◆ THE TASK
Restate every record exactly as it is written, while omitting the pictures it holds.

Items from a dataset
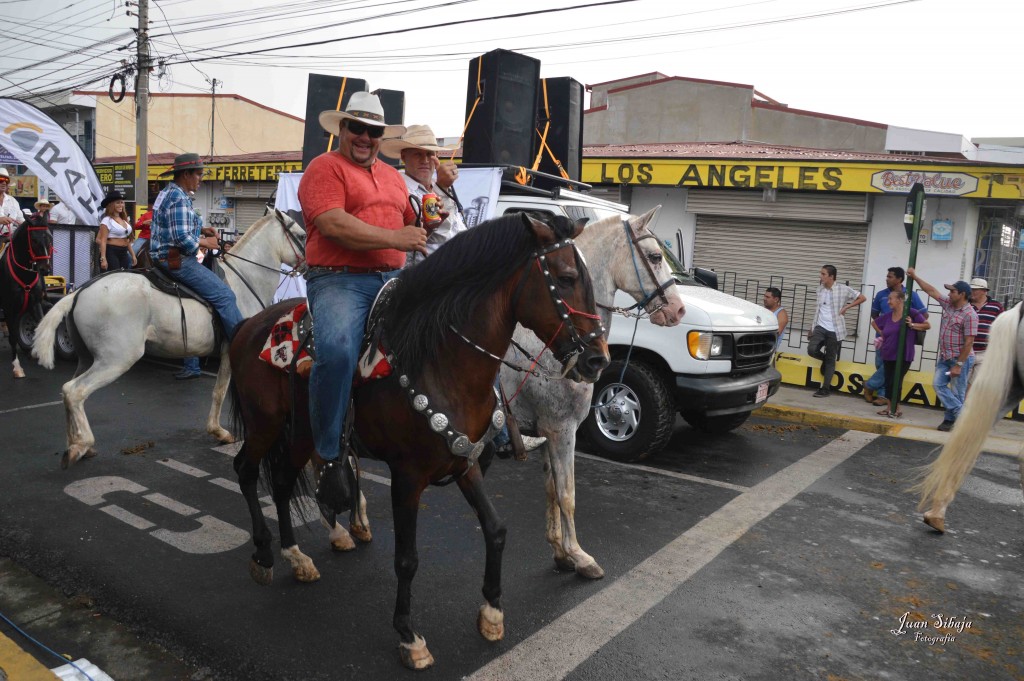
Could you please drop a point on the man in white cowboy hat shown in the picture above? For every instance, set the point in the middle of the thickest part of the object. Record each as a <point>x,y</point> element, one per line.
<point>10,211</point>
<point>425,173</point>
<point>359,226</point>
<point>987,308</point>
<point>177,233</point>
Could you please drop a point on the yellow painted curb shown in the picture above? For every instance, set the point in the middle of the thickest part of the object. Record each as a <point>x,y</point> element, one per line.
<point>811,418</point>
<point>17,664</point>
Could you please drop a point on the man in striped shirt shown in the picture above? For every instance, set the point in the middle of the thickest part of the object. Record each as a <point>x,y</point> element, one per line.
<point>987,309</point>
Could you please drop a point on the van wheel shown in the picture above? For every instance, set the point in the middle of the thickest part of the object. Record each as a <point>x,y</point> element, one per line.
<point>715,425</point>
<point>634,417</point>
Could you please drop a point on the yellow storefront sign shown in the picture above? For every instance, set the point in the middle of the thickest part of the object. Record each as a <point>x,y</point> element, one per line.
<point>241,172</point>
<point>850,378</point>
<point>875,177</point>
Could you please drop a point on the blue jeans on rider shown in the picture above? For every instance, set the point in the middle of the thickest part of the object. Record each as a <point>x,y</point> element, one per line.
<point>212,289</point>
<point>951,389</point>
<point>878,380</point>
<point>340,304</point>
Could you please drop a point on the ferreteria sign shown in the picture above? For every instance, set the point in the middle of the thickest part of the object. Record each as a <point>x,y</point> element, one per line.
<point>875,177</point>
<point>244,172</point>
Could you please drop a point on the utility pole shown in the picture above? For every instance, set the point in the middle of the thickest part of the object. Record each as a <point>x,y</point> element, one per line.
<point>141,111</point>
<point>213,111</point>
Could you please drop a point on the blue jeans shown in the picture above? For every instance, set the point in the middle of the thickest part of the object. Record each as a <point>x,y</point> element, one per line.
<point>212,289</point>
<point>340,304</point>
<point>878,380</point>
<point>951,389</point>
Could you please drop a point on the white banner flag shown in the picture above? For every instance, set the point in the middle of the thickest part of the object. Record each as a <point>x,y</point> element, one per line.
<point>39,142</point>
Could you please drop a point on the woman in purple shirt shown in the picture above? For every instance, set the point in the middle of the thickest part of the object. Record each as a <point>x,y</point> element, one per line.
<point>888,327</point>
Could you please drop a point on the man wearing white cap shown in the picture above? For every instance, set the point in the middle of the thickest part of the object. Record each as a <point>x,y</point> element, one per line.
<point>10,211</point>
<point>359,225</point>
<point>425,173</point>
<point>987,309</point>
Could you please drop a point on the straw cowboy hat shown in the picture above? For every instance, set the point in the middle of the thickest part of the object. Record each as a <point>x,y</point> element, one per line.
<point>184,162</point>
<point>364,108</point>
<point>417,136</point>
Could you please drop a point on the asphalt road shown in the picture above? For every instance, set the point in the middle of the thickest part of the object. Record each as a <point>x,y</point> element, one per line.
<point>776,551</point>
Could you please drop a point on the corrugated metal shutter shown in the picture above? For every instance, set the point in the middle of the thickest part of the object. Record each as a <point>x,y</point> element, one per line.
<point>750,255</point>
<point>788,205</point>
<point>248,211</point>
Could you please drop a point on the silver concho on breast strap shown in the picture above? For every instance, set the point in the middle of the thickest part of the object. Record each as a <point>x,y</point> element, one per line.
<point>458,442</point>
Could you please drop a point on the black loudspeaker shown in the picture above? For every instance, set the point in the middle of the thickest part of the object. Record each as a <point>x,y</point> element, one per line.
<point>564,112</point>
<point>501,130</point>
<point>323,93</point>
<point>393,102</point>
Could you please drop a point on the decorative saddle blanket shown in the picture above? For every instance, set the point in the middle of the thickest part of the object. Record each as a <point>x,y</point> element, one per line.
<point>291,342</point>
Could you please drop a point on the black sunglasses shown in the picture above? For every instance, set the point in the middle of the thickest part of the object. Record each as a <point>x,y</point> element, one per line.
<point>357,129</point>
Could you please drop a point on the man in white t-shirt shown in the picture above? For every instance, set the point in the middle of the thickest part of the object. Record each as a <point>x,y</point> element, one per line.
<point>10,210</point>
<point>829,325</point>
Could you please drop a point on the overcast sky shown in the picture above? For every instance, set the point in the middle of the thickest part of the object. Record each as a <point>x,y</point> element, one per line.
<point>946,66</point>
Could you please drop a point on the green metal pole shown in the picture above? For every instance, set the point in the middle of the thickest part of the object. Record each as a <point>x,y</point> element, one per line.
<point>911,223</point>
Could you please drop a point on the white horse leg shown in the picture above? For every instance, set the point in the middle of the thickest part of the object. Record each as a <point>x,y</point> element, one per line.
<point>219,391</point>
<point>77,390</point>
<point>562,461</point>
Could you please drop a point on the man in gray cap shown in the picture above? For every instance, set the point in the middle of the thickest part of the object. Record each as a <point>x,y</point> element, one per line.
<point>956,333</point>
<point>359,226</point>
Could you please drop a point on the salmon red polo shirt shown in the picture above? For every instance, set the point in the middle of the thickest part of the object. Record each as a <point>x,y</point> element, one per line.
<point>376,195</point>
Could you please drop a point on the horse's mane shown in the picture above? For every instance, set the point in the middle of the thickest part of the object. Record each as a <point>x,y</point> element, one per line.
<point>445,289</point>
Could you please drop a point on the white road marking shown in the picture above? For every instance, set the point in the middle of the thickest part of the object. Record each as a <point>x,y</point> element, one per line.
<point>22,409</point>
<point>658,471</point>
<point>182,468</point>
<point>554,651</point>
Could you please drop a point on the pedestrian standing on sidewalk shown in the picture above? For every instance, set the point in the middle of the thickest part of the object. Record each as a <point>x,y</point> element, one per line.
<point>828,329</point>
<point>987,309</point>
<point>960,326</point>
<point>888,326</point>
<point>875,387</point>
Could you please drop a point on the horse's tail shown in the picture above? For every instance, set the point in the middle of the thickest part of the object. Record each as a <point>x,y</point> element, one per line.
<point>985,403</point>
<point>42,346</point>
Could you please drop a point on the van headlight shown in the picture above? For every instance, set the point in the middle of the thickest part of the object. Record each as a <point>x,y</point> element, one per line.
<point>706,345</point>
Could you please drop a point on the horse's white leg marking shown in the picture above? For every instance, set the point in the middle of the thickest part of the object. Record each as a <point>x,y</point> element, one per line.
<point>302,565</point>
<point>219,391</point>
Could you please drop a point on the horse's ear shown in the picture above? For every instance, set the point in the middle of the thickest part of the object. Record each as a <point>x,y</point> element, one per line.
<point>542,231</point>
<point>642,221</point>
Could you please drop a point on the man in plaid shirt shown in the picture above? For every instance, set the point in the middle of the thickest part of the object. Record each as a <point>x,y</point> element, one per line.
<point>177,233</point>
<point>828,329</point>
<point>960,326</point>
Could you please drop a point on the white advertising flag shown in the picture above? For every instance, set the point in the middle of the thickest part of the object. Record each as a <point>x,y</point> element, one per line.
<point>46,149</point>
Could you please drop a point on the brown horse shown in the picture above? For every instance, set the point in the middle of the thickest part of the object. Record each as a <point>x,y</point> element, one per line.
<point>449,324</point>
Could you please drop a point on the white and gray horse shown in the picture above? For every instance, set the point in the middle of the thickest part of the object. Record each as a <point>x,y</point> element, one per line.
<point>997,388</point>
<point>557,407</point>
<point>122,316</point>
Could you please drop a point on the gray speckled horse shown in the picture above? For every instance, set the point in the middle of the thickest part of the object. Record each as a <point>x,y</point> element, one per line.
<point>557,407</point>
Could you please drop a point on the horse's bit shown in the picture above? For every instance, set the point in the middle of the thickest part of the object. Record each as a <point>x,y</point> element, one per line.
<point>658,290</point>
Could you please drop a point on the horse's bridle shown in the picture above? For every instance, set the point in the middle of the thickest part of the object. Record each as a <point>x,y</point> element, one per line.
<point>565,311</point>
<point>298,249</point>
<point>658,290</point>
<point>34,259</point>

◆ EXERCISE RESULT
Could you please drop a point on the man in white cowboy hat shown in the picture above? For every instance, set the point in the middle of the thickest part of the object. Record each as a <point>x,y</point> element, one per line.
<point>10,211</point>
<point>425,173</point>
<point>359,226</point>
<point>987,308</point>
<point>177,233</point>
Could you please drop a point on the yellow painted curb shown in the picture above? For every instance, set the point in the middle of the thickest part of the object. Record each as a <point>x,y</point> element, one per line.
<point>811,418</point>
<point>17,664</point>
Could you please drop a point on the man in striped shirt shown in the picture above? For every instance, set the point in the middle of the thickest part of the object. Record each as a <point>x,y</point> element, one per line.
<point>987,309</point>
Could you please drop a point on the van wheel shown in the picture above? For every instance, set the point in the middle of the thickest part of the object. Record each as a <point>x,y</point> element, one per line.
<point>715,425</point>
<point>634,417</point>
Could you please drop a point on the yellow storefront sign shown in the picture above? For every instance, set the point in the middle of the thickest part of the object. Record each as a <point>x,y</point> element, one per line.
<point>241,172</point>
<point>850,378</point>
<point>875,177</point>
Could you please drop a point on the blue jeans on rider shown in the picture above? For every instance, set the point in the middle of the thickest part of the object. Record each as a <point>x,y</point> element, one per line.
<point>212,289</point>
<point>951,389</point>
<point>878,380</point>
<point>340,304</point>
Could you please drop a point on the ferreteria sign shown in the picture above? For every instance, set the point in the middle of the thickest part of the object. Record each as a <point>x,y</point> element, one per line.
<point>875,177</point>
<point>244,172</point>
Could you please drop a point on the utility pole shown in the picture above? For every instance, set the point in the middle of the thickest part of the object. Record each as a <point>x,y</point> element, one per line.
<point>141,111</point>
<point>213,111</point>
Could you please drop a point on the blue jeans shown in the picture above? For every instance, set the point in the middle of the thickest part of the object. Record each as a <point>x,y</point> element, one per line.
<point>212,289</point>
<point>340,304</point>
<point>878,380</point>
<point>951,389</point>
Could you please drop a point on the white banner flag shown in the picture above? For every instance, set the point in the middle of the thickest part of the object. Record each as a <point>x,y</point> element, one per line.
<point>39,142</point>
Could you please drop a point on the woman in purple shirt shown in the picture above? For every instance, set the point in the middle of the thickest part of the object. Record each as a <point>x,y</point> element, one per line.
<point>888,327</point>
Could you please drop a point on the man wearing white cap shown in the picture above? For every instance, set the point in the middle of the thickest part of the object. Record each as a <point>x,y</point> element, one per line.
<point>10,211</point>
<point>359,225</point>
<point>425,173</point>
<point>987,309</point>
Could you please drop a point on the straw cowboy hat shown in the picture above? For every instance, set the point in the middle of the thickest part of the object. Record each as a <point>x,y</point> element, one per line.
<point>184,162</point>
<point>364,108</point>
<point>417,136</point>
Could you please drop a point on the asphalt road shown in the picture above? For every instance, set the point in the middle of the thickest part of the object. Record each as a <point>x,y</point> element, one per line.
<point>776,551</point>
Could you please drop a point on the corrugated metal shutter shown in the picture above? For every instance, set the point in the middle of the thickest part of the object. Record each as a <point>x,y</point> element, one per line.
<point>750,255</point>
<point>788,205</point>
<point>248,211</point>
Could you please drop a point on the silver concho on breast strap shown in the picture above? For every instance, set the point in the middle of the thickest part of the object. Record each as a <point>x,y</point> element, one per line.
<point>458,442</point>
Could you please drop a point on the black loudspeaker shown in the picture above? For every instance, set the point in the middle of the thickest part of the object. Record each as a <point>x,y</point> element, one per line.
<point>564,112</point>
<point>501,130</point>
<point>323,93</point>
<point>393,102</point>
Could you please drop a point on the decorative saddle blanket shown in the picture above? For every instance, set the point in the middle of the thickest part of the object. Record each as a <point>x,y</point> element, one per line.
<point>291,342</point>
Could you please drop a point on the black sunglasses shown in the picture above? For every instance, set the point in the middle of the thickest part of the object. Record each as a <point>x,y</point> element, one per line.
<point>357,129</point>
Could you please drop a point on the man in white t-shirt shown in the picture above? For every instance, set the point in the middle of the thickest part of the object. Record each as a <point>x,y</point> element, one per line.
<point>10,210</point>
<point>829,325</point>
Could you please drop a point on the overcast sky shown in the picture above? For every instance, set the point in the middle of the thickest part of the object. Record each as a <point>x,y</point> element, one per line.
<point>946,66</point>
Could you please drop a point on the green metal pole shown in the picture above? For every instance, set the point in the middle of the thickest part of the object. Record each as a <point>x,y</point> element, one per line.
<point>911,223</point>
Could you please drop a point on the white horse leg shown in the picture above? For every instance, set the point in the middle of the thickest part of the object. Record each as a <point>x,y</point> element, one per line.
<point>219,391</point>
<point>77,390</point>
<point>562,461</point>
Could you please drop a point on the man in gray cap shown in the picture above? For every instance, set the point in the middle of the thickest part of the object. Record each as a <point>x,y</point> element, one per line.
<point>956,333</point>
<point>359,226</point>
Could you please drop a point on the salmon red polo shirt shown in the picture above? For every instance, set the point in the middle of the thickest part of the object. Record each as a <point>x,y</point> element, one per line.
<point>376,195</point>
Could you please drop a point on the horse's mane shown in the picture above? For every instance, set the point in the middle of the thickest part of the object. Record each as a <point>x,y</point> element, one per line.
<point>445,289</point>
Could you please drop a point on the white road marking shown in the picture above? For every instance, set the point in the middle of the thickest part of the object. Record each as a <point>x,y</point> element, one per line.
<point>22,409</point>
<point>658,471</point>
<point>182,468</point>
<point>554,651</point>
Could you please drop a point on the pedestrian standing on sidewalk shown in the picture above? For every instance, set the point in the middle of the thickest part of the object. Record each as a <point>x,y</point> element, one per line.
<point>828,329</point>
<point>987,309</point>
<point>960,326</point>
<point>888,326</point>
<point>875,387</point>
Could you please drop a point on the horse's tail shown in the picture above? For every instance, set the point in the middle of the thickest part of the object. Record each as a <point>x,y</point> element, one per line.
<point>985,403</point>
<point>42,346</point>
Could you please drop a point on the van headlight shown in the picture above? For every instance, set the point in the middle of the thickest part of the object. Record each as a <point>x,y</point> element, one per line.
<point>706,345</point>
Could you please drop a point on the horse's white leg marking shown in the picture above? For every instance, set the point in the middle of the thickest part of the object. Record each as a <point>x,y</point> element, one per line.
<point>302,565</point>
<point>219,391</point>
Could you please drop a point on the horse's ear shown in the picture above? For every instance, set the point in the middle of the thickest part of the object. Record each as a <point>x,y</point> element, one per line.
<point>542,231</point>
<point>642,221</point>
Could you please drop a point on the man in plaid shirt shown in the picture above? For every instance, set the point in the middle of the thickest part of the object. Record each as a <point>x,y</point> element, one per line.
<point>177,233</point>
<point>828,329</point>
<point>960,326</point>
Could you please drop a point on the white advertising flag shown in the picture above? For every instance, set the point in the middle of the thickest part of the object. Record each as a <point>x,y</point> element, one per line.
<point>46,149</point>
Could you please drop a point on the brown horse shown in the picture above? For every instance, set the point in the middle of the thickest part of the object. Record each as a <point>x,y</point> element, one per line.
<point>449,324</point>
Could you please drop a point on the white and gray horse shown in the picture above? For every instance, set the point in the middle of the thickest part of the object. Record each as a <point>x,y</point> element, one per line.
<point>997,388</point>
<point>557,407</point>
<point>122,316</point>
Could you please drop a point on the gray speckled horse shown in the picture above? For every instance, set the point in the middle of the thickest part of the object. Record each as a <point>x,y</point> element, one per line.
<point>557,407</point>
Could you please drop a point on the horse's bit shown in the picture above? For every instance, set the point in the middle of the thickest part of the object. Record each as a <point>x,y</point> element, one per line.
<point>658,290</point>
Could you please drop a point on the horse's bridle shown in the picture above? For every instance, set the point in the middle of the thickest part of the object. Record each as a <point>x,y</point> element, one per line.
<point>565,311</point>
<point>298,249</point>
<point>658,290</point>
<point>34,259</point>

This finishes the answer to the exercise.